Hexagram 40XièDeliverance

Water below, thunder above — the storm has broken and the air has cleared. The obstacle that defined Hexagram 39 has been resolved, and the practical question is what to do with the opening it leaves. The hexagram is unusually precise about the timing: if there is nowhere left to go, consolidate the return; if there is somewhere left to go, go early — the window the release opens does not stay open.

60-second read

Deliverance is the hexagram for the aftermath of a resolved obstacle. The storm of Hexagram 39 has broken; the rain has fallen; the road is open again. The hexagram statement is unusually precise about the timing: if there is no further operation to undertake, the return is fortunate; if there is, going early is fortunate. Most of the decision-relevant work concentrates in the cleanup imagery of the lines — catching the foxes that hid during the obstruction, finding the yellow arrows, untying the cords that bound, shooting the falcon from the high wall. The release is not the end of the work. It is the moment the work becomes possible again.

The hexagram

解:利西南。無所往,其來復吉。有攸往,夙吉。

Deliverance: advantageous in the southwest. If there is nowhere to go, the return is fortunate. If there is somewhere to go, going early is fortunate. — Translation by YiGram Editorial from the classical Chinese

In (the state indicated by) Chieh advantage will be found in the south-west. If no (further) operations be called for, there will be good fortune in coming back (to the old conditions). If some operations be called for, there will be good fortune in the early conducting of them.

— James Legge, The Sacred Books of the East: The I Ching (1882), public domain.

The six lines

Click any line on the hexagram to read its passage. Use ↑ and ↓ after focusing the hexagram to step through the six positions.

Line 1Yin at the bottom初六

無咎。

No error.

The first SIX, divided, shows that its subject will commit no error.

— Legge (1882)

Line 1 is the briefest line statement in the hexagram — two characters, 無咎, no error. The line sits at the bottom of the lower trigram Kan, the position where the release has just begun and the actor’s first move is registered. The instruction is unusually permissive. The hexagram does not name a specific action; it names the absence of cost attached to whatever the first cautious move actually is. The brevity is the point. Hexagram 39’s obstruction has just ended; the actor does not yet know which of the post-obstruction moves will pay; the line authorises the first cautious step and guarantees that the cost of taking it will not be charged.

In a decision context this is the line for the first move after a long blockade has lifted — the first sales call after the funding round finally closes, the first product release after the regulator finally clears, the first conversation with the partner after the dispute has finally settled. The temptation at line 1 is either to under-move (treat the release as fragile and wait for a clearer signal) or to over-move (read the release as full permission and over-commit before the new conditions have shown themselves). The line is explicit that the first move does not have to be the correct move; it has to be a real move. Founders and operators who learn to read line 1 cleanly take a small concrete step into the cleared space, register what the response actually is, and let that response calibrate the larger moves the higher lines authorise. The 無咎 is the protection that lets the first step be made.

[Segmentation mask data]
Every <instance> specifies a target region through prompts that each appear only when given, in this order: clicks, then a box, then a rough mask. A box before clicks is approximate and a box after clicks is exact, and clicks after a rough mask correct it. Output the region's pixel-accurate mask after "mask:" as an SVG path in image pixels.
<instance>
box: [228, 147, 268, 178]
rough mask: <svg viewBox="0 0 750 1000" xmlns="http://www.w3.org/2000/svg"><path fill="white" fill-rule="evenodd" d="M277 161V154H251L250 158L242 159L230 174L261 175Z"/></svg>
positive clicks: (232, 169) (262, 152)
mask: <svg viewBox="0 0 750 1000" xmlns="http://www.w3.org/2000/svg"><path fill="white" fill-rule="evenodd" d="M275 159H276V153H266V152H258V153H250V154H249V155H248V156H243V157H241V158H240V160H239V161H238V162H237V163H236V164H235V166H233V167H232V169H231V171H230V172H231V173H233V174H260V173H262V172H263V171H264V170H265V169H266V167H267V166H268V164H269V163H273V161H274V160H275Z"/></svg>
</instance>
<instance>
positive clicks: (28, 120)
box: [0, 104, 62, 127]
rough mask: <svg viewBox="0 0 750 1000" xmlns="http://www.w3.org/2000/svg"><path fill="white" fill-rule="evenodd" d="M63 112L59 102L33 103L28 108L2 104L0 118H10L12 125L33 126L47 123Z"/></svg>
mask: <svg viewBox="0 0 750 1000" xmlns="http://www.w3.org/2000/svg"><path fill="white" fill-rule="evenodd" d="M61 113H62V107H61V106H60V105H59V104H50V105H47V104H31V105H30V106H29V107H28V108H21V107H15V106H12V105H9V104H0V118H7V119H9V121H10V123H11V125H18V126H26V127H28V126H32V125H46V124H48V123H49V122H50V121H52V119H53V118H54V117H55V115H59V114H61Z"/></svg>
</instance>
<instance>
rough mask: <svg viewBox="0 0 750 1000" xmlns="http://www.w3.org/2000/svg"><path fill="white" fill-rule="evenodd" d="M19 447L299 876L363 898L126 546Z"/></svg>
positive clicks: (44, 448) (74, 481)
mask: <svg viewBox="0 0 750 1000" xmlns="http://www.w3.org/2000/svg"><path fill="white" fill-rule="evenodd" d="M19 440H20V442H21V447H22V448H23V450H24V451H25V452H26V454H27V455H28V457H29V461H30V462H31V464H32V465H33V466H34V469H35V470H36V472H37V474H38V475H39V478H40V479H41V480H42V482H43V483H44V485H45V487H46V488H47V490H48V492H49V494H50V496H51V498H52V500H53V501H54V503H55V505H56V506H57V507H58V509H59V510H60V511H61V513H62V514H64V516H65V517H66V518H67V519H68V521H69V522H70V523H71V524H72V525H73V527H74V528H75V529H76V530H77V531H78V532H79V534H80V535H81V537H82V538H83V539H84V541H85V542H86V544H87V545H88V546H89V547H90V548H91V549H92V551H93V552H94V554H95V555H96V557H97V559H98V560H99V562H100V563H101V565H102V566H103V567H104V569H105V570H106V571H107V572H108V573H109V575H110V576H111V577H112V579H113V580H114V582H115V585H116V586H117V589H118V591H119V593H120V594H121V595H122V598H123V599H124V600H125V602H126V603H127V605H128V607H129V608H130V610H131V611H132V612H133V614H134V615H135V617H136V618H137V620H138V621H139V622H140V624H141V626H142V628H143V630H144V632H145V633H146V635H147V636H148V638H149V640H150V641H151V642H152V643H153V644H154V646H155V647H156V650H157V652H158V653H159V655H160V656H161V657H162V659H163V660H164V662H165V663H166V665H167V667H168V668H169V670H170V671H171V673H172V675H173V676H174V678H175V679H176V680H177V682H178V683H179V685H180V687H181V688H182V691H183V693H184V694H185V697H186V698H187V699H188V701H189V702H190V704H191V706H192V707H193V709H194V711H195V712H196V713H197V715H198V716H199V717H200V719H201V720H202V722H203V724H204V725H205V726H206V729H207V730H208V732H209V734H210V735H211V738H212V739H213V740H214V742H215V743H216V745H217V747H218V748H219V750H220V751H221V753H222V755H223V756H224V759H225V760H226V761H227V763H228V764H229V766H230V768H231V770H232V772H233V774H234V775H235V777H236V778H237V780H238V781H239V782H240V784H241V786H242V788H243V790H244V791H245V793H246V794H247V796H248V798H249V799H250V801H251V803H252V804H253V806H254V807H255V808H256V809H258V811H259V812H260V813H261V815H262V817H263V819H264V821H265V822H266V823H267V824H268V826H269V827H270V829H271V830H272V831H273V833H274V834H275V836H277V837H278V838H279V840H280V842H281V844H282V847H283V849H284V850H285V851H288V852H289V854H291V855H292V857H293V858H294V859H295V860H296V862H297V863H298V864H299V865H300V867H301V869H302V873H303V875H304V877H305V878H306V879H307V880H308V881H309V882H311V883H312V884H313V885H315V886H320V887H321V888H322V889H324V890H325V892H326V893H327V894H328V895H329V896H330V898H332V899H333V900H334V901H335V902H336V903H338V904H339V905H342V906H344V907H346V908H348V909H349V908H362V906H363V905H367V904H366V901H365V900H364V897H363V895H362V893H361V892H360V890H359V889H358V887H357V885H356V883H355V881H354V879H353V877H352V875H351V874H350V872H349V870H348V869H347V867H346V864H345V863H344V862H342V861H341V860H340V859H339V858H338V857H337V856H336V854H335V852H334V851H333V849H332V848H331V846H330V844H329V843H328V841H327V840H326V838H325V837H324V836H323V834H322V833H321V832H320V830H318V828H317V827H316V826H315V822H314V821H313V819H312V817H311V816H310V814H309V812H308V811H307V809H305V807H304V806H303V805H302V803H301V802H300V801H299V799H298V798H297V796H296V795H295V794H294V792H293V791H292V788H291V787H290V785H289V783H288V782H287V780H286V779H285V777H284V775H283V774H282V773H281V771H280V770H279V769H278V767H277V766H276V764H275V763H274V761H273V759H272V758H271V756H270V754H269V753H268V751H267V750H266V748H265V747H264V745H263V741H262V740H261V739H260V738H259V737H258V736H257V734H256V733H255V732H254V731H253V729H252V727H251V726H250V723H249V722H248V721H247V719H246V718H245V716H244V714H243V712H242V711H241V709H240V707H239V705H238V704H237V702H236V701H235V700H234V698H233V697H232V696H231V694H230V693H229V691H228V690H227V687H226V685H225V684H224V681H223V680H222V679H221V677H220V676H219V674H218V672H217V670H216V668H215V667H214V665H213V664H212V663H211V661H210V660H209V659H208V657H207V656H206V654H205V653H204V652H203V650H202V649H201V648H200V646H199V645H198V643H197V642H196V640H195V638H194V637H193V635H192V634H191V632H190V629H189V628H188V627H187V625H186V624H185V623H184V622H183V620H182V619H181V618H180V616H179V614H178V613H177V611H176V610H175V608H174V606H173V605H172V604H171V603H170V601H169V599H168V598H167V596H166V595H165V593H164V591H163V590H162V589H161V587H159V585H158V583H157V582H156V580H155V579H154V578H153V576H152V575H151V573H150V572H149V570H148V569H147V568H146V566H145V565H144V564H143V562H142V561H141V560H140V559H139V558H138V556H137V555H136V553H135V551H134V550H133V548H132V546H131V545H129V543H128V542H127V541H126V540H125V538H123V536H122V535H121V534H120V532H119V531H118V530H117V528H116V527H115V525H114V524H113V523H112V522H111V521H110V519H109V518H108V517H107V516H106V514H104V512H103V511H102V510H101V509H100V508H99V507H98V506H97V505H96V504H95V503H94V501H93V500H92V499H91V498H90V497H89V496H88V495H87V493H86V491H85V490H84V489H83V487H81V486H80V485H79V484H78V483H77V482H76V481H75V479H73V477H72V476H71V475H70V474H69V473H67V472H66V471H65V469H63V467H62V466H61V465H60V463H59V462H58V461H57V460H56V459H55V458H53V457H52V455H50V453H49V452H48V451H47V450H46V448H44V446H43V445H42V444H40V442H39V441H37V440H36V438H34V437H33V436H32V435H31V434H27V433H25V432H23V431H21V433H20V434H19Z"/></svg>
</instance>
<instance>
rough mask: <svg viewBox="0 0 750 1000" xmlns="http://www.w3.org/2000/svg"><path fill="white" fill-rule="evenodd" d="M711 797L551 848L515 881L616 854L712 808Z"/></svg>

==

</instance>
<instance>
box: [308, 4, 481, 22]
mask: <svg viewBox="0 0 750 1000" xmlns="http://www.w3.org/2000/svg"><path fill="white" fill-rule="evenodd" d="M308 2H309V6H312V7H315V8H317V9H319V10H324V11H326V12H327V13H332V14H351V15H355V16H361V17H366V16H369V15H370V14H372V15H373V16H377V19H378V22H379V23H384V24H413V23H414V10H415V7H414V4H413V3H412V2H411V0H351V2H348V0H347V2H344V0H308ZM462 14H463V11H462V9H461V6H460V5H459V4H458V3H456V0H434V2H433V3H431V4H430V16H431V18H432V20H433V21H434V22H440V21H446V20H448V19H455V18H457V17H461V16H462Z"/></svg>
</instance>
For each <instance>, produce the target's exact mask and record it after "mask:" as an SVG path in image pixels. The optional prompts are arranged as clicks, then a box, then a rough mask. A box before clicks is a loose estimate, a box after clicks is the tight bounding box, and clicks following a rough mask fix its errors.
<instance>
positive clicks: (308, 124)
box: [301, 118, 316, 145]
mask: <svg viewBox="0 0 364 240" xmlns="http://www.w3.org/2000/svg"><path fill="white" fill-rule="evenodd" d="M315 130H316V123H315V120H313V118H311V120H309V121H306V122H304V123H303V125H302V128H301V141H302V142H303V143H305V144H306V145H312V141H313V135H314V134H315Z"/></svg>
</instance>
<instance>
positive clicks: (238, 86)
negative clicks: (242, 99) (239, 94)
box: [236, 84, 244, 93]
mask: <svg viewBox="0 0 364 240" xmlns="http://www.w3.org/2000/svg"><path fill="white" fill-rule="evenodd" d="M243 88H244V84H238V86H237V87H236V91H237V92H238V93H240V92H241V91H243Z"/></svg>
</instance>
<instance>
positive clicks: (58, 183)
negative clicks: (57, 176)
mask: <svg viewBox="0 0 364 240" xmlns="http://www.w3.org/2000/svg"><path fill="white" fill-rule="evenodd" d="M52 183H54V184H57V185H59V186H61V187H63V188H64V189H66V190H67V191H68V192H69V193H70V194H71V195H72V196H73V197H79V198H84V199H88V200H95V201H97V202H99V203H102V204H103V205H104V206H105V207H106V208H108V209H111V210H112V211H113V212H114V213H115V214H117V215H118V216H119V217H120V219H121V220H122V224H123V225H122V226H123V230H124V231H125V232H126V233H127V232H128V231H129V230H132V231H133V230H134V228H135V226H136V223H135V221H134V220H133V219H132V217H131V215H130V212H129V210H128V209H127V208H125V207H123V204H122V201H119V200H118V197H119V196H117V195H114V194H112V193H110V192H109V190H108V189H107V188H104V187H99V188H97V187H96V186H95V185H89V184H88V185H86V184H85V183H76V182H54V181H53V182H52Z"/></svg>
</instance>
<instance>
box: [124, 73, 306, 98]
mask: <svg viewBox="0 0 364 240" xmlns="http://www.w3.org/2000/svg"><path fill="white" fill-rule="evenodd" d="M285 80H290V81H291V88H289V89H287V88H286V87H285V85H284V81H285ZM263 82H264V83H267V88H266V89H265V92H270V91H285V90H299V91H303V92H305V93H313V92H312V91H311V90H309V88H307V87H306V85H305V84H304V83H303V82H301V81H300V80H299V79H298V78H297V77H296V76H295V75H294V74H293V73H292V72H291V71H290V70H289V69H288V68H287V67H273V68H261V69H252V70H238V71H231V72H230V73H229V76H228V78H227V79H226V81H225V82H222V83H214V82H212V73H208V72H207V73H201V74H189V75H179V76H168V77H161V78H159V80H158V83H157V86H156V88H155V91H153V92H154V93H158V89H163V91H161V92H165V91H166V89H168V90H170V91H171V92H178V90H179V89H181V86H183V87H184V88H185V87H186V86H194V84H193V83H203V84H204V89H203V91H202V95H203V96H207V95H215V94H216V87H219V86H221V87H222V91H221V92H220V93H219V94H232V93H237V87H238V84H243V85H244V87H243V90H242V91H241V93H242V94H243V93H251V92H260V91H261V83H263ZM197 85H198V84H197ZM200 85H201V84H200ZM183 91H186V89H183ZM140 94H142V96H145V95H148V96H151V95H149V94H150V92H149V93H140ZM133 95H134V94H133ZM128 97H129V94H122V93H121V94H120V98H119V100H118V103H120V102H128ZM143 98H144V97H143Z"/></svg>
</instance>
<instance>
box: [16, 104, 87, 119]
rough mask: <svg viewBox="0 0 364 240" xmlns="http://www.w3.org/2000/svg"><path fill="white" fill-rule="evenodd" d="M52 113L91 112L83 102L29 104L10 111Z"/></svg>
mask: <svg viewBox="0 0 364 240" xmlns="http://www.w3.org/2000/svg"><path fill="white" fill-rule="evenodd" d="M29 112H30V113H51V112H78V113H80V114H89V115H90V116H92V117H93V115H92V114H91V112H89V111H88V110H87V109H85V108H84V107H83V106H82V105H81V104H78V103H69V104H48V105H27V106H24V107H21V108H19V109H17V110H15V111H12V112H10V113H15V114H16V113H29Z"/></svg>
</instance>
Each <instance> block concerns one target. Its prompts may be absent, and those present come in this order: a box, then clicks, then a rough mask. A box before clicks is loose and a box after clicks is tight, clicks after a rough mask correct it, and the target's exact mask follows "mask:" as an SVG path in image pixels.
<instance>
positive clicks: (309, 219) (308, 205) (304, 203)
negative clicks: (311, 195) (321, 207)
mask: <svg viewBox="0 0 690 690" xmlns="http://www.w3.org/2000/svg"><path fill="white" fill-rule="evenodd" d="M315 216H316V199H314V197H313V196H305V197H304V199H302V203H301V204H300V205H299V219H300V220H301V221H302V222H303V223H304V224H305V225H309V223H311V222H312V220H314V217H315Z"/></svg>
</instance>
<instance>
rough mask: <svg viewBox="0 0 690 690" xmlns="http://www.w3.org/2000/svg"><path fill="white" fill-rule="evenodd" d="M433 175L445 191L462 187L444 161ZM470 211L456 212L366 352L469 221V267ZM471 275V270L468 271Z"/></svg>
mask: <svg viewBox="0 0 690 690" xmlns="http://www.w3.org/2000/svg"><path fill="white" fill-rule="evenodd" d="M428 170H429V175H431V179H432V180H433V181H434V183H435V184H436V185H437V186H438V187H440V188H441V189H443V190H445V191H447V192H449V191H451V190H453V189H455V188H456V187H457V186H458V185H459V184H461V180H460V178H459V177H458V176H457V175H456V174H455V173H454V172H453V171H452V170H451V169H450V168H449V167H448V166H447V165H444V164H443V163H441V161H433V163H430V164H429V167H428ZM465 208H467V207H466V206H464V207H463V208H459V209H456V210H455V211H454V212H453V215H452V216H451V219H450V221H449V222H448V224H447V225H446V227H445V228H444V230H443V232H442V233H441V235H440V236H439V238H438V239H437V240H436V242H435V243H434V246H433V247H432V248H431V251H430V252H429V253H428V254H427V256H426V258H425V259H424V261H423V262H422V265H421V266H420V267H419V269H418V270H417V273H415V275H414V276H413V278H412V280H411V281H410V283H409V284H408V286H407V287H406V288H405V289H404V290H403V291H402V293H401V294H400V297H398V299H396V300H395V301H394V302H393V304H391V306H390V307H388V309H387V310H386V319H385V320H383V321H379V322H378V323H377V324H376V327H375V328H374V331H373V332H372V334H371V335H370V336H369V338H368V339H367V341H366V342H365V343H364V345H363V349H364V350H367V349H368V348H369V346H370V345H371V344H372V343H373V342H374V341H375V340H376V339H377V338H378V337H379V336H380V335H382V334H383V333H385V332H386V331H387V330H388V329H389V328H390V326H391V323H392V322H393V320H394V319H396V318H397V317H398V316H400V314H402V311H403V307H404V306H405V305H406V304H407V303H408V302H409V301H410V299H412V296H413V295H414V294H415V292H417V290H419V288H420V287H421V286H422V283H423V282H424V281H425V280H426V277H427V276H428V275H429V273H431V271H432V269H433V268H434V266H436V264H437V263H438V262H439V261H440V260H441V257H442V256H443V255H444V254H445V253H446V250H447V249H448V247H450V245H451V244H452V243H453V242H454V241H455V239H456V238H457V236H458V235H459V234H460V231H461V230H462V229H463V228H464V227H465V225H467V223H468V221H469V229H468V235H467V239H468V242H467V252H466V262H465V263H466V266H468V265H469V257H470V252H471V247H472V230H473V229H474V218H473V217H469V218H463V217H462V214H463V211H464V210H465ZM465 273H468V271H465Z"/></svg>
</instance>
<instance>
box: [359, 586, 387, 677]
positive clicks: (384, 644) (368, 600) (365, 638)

==

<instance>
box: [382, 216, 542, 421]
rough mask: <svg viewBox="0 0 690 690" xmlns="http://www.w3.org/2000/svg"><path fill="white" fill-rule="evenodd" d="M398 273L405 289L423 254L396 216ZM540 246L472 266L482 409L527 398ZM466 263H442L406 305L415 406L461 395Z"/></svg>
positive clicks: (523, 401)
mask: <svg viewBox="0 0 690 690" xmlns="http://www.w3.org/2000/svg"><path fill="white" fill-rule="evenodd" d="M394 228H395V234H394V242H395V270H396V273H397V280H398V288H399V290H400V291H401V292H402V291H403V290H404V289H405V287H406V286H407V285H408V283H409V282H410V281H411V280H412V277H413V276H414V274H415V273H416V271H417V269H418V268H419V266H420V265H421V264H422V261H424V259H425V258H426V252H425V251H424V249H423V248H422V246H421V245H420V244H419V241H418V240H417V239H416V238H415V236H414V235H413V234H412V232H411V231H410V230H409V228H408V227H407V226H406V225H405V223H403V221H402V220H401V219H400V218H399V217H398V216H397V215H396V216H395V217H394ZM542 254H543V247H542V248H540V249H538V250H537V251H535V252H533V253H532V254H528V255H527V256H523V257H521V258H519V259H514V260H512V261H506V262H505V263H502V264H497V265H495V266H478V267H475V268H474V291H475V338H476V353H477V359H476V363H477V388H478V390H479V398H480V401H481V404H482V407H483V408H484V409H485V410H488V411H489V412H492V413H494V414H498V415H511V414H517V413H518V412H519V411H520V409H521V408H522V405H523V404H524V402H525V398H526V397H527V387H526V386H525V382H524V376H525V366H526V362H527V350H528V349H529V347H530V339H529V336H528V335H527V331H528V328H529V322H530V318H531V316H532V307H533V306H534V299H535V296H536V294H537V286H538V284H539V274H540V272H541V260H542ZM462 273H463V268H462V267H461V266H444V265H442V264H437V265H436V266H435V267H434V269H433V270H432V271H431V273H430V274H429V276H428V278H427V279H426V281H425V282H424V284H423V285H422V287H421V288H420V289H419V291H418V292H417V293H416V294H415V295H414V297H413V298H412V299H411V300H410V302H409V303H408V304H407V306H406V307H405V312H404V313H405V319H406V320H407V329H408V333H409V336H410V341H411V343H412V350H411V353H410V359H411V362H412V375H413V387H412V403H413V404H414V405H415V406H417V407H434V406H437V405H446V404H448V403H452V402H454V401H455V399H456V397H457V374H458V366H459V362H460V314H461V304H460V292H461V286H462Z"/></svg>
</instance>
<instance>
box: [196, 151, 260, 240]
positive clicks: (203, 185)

-- Problem requirements --
Transcribe the part of the text on Deliverance that opens with the words "Line 1 is the" and closes with "not be charged.". These items were taken from a separate source unrelated to the text.

-- Result --
Line 1 is the briefest line statement in the hexagram — two characters, 無咎, no error. The line sits at the bottom of the lower trigram Kan, the position where the release has just begun and the actor’s first move is registered. The instruction is unusually permissive. The hexagram does not name a specific action; it names the absence of cost attached to whatever the first cautious move actually is. The brevity is the point. Hexagram 39’s obstruction has just ended; the actor does not yet know which of the post-obstruction moves will pay; the line authorises the first cautious step and guarantees that the cost of taking it will not be charged.